Everybody Seems to Have a Jack Chick Story. Here’s Mine.
Jack Chick, the anti-Catholic evangelist/comic-book artist provocateur, has passed away. He was 92.
My First Encounter with Chick Comics
I was raised in a mainline Protestant church in New York City. I had been bullied a lot in my early school years, but things began to turn around the week before I had entered high school. I had found Christ.
My first two years of faith I had kept my newfound reality rather dormant. I was still new to faith. But I got inspired after going to an intensive Christian summer camp to take calculated risks in being more open in sharing my faith. So, in my junior and senior years of high school, I began to be more bold. I began wearing Christian apparel. More importantly, I began to take a greater interest in the larger Christian subculture that my Episcopal parish was conversant in. I began to frequent Christian bookstores. I got into Christian Contemporary Music. I began attending my high school’s Bible Study (yes, a real club), with greater frequency.

GOALS
A – Quote the Jack Chick essay, starting from the words containing "My first two" and ending with "with greater frequency.".
B – Extend the Jack Chick essay from its final sentence onward.
The material after this point comes from a separate source.

INFORMATION SHOWN
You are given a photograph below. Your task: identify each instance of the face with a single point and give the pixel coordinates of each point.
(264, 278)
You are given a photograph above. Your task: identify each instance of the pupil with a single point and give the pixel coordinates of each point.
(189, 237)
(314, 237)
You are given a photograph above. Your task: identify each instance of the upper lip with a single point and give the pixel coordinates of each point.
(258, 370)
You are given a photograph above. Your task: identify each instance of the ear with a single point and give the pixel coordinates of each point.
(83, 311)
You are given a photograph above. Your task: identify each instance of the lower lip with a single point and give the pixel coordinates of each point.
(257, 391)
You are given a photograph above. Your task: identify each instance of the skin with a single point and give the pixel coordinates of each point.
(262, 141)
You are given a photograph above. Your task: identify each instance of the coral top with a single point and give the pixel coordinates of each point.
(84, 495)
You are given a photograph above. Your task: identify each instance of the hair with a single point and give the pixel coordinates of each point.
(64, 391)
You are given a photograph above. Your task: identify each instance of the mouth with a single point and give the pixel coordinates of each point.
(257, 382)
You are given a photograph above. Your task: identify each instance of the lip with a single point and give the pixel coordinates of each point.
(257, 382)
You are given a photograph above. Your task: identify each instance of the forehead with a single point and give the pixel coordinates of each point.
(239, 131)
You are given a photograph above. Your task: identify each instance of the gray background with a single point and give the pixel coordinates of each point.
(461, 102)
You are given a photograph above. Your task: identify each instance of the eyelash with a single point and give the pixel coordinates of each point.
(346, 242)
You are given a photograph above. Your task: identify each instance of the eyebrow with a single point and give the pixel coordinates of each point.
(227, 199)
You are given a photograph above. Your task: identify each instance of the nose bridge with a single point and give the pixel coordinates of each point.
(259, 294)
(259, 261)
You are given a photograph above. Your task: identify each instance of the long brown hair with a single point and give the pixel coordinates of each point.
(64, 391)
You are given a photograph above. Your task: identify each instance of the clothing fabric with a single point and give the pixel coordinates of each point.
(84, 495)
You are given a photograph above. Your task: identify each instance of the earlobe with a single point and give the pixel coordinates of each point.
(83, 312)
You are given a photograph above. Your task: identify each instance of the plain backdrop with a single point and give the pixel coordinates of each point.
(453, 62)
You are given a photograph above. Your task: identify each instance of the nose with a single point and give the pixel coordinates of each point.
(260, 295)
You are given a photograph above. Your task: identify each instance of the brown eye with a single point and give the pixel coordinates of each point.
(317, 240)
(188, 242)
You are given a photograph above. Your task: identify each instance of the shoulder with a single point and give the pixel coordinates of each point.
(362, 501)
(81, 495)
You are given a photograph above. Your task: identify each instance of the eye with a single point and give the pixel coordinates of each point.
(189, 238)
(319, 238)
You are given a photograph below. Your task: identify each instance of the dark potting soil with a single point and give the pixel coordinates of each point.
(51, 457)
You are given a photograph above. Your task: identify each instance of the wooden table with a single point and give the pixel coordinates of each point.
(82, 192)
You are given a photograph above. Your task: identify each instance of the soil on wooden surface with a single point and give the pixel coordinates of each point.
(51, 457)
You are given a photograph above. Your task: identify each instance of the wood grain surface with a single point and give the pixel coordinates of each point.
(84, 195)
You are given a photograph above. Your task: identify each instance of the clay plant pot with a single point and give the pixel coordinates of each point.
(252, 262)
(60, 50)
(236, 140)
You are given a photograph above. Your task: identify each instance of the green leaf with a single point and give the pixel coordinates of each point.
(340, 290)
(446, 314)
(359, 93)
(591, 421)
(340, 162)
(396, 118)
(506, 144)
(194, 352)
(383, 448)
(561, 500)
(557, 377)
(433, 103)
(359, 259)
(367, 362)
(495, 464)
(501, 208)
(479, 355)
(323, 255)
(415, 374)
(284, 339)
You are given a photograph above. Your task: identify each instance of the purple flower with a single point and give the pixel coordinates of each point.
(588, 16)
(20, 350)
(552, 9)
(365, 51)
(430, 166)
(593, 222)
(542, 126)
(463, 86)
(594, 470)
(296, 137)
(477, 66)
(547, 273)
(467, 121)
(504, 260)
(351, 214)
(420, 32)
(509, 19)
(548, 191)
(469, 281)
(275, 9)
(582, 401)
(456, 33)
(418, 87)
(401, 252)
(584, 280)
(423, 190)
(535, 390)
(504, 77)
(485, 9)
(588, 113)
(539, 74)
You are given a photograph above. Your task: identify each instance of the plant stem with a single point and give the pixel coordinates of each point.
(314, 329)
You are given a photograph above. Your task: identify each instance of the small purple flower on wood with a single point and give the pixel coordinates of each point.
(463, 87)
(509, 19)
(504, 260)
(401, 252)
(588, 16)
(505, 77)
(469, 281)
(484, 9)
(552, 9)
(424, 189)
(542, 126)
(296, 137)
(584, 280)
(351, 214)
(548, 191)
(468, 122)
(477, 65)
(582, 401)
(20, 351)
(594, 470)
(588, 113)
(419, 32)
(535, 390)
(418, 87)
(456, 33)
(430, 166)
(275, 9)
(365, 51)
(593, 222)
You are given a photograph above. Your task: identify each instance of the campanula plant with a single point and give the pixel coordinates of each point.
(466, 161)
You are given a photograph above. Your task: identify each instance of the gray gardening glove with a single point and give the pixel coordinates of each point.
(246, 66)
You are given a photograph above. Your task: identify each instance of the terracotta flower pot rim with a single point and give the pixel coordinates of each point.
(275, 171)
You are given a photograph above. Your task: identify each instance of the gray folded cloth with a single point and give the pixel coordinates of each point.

OUTPUTS BY TASK
A –
My first two years of faith I had kept my newfound reality rather dormant. I was still new to faith. But I got inspired after going to an intensive Christian summer camp to take calculated risks in being more open in sharing my faith. So, in my junior and senior years of high school, I began to be more bold. I began wearing Christian apparel. More importantly, I began to take a greater interest in the larger Christian subculture that my Episcopal parish was conversant in. I began to frequent Christian bookstores. I got into Christian Contemporary Music. I began attending my high school’s Bible Study (yes, a real club), with greater frequency.

B –
When I had become a senior, I was elected president of that Bible Study. And in my fervor, I began to make changes. I added a “library” in our club, so students could both donate their books so others could grow from them. It was only about a couple of dozen materials, but I was happy other students were participating.
And it was in the context of this library that somebody had donated a Jack Chick comic book. It was about Fr. Alberto Rivera, a Jesuit priest who had left Catholicism and embraced “true Christianity.” And he had a ton of secrets to share that the Vatican did not want true believers to know about.
Alberto Rivera Tells It All
I read these stories. And I was outraged about the sinfulness of the Catholic Church. I had accepted the claims of this book outright, solely because the writer had a “Sinner’s Prayer” in the back, and was leading people to Jesus.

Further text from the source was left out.